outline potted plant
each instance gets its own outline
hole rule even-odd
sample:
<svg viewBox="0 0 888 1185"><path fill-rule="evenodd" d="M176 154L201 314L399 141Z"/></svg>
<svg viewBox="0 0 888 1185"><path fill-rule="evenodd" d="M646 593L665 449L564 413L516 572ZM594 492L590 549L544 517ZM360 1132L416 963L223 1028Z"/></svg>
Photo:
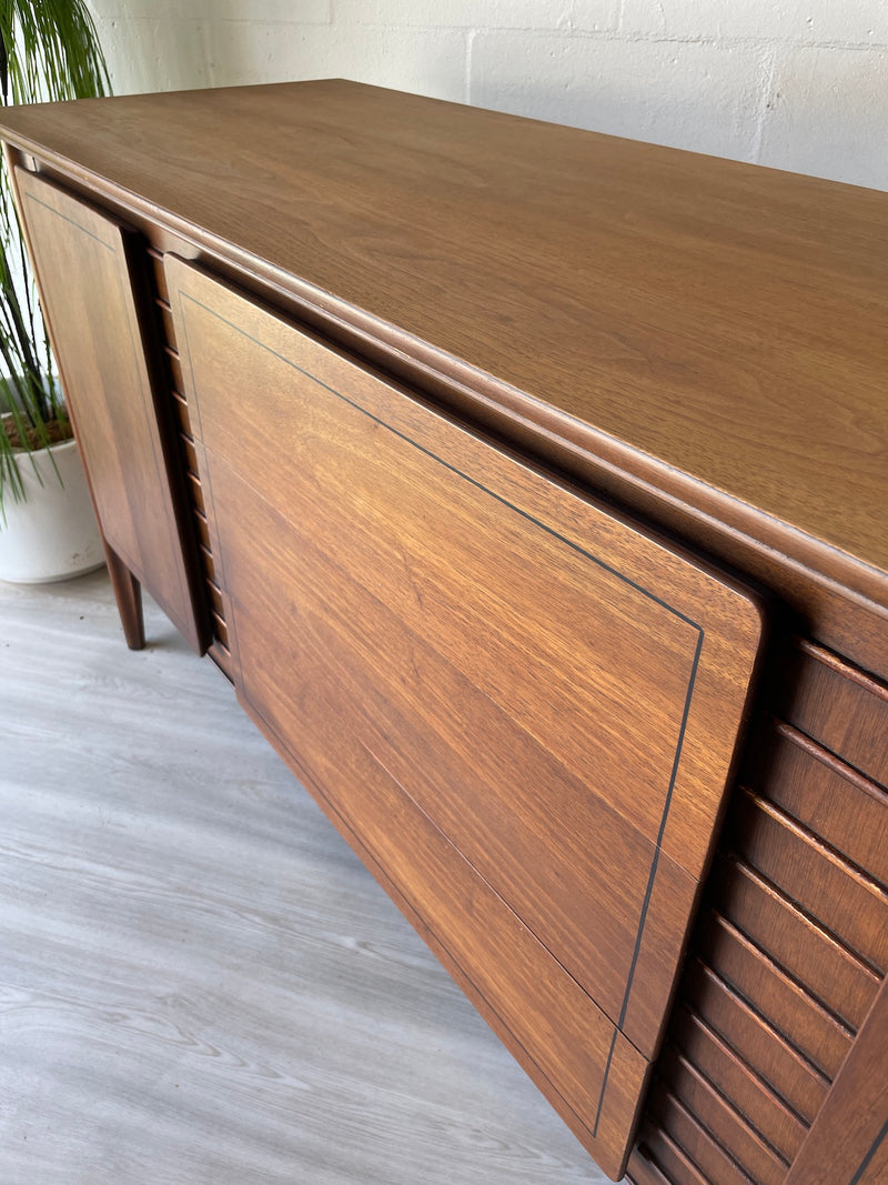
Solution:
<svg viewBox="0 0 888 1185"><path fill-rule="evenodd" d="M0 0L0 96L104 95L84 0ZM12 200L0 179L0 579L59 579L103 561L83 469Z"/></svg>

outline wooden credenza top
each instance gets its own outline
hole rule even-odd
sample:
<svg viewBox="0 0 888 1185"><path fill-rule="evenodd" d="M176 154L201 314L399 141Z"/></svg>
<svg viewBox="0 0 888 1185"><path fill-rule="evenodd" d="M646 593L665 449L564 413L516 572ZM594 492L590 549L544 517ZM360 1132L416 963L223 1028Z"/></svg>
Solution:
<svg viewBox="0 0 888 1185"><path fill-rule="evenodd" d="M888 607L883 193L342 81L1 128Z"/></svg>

========================================

• [What the task requires]: Rewrite the material above with "each instance gets its own outline" swapped for "every instance receives a separate outline" wherever it occurs, leaving everything else unchanged. Omit the pictures.

• [Final result]:
outline potted plant
every instance receives a separate outline
hole rule even-odd
sample:
<svg viewBox="0 0 888 1185"><path fill-rule="evenodd" d="M176 154L201 314L399 141Z"/></svg>
<svg viewBox="0 0 888 1185"><path fill-rule="evenodd" d="M646 593L665 449L564 413L516 572ZM594 492L590 549L544 517ZM360 1132L416 963L223 1028Z"/></svg>
Photo:
Solution:
<svg viewBox="0 0 888 1185"><path fill-rule="evenodd" d="M0 0L0 96L104 95L84 0ZM12 200L0 179L0 579L59 579L103 561L83 469Z"/></svg>

outline wooden credenza top
every instance receives a separate outline
hole rule even-odd
sample:
<svg viewBox="0 0 888 1185"><path fill-rule="evenodd" d="M176 154L201 314L399 141Z"/></svg>
<svg viewBox="0 0 888 1185"><path fill-rule="evenodd" d="M646 593L665 449L564 413L516 572ZM594 492L590 549L544 517ZM360 1132L416 963L223 1028Z"/></svg>
Solution:
<svg viewBox="0 0 888 1185"><path fill-rule="evenodd" d="M888 607L883 193L342 81L1 128Z"/></svg>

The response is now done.